- [Consigne]: Dans la transcription ci-dessous, relevez chaque nom d'intervenant qui précède une réplique. Donnez-les sans doublon, dans l'ordre de leur première apparition.

- [Extrait présenté]:
···
Anne-Laetitia Garcia

Transcription

(Musique)
José Artur
Giorgio Strehler, grâce à vous, en grande partie, le théâtre italien est présent à Paris depuis quelques années, alors, ça a commencé comment pour vous ?
Giorgio Strehler
Bah, Pour moi et pour le Piccolo, ça a commencé en 1948 je crois. On est venu avec le Piccolo, presque chaque année, à Paris. Mais c’est, il y a deux ans, qu’on a envisagé, un programme qui durait dans le temps, de trois années, dans lequel le Piccolo portait des spectacles à lui. C’étaient des spectacles que moi j’avais fait, à l’Odéon de Paris et cette expérience terminait avec une mise en scène de moi, avec des acteurs français.
Comédienne 1
Peut être Vittoria, Leonardo.
Comédien
Ah !
Comédienne 1
Monsieur Guglielmo, s’in vous plait, voulez vous aller voir.
Comédiens
Ohé, ohé
Comédien
Je vous l’avais dit que [inaudible] n’était pas pour moi.
José Artur
Il y a une différence de tempérament entre comédiens français et italiens.
···
- [Données affichées]:
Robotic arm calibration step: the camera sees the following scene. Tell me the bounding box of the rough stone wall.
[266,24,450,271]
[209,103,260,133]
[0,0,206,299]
···
- [Réponse]:
- José Artur
- Giorgio Strehler
- Comédienne 1
- Comédien
- Comédiens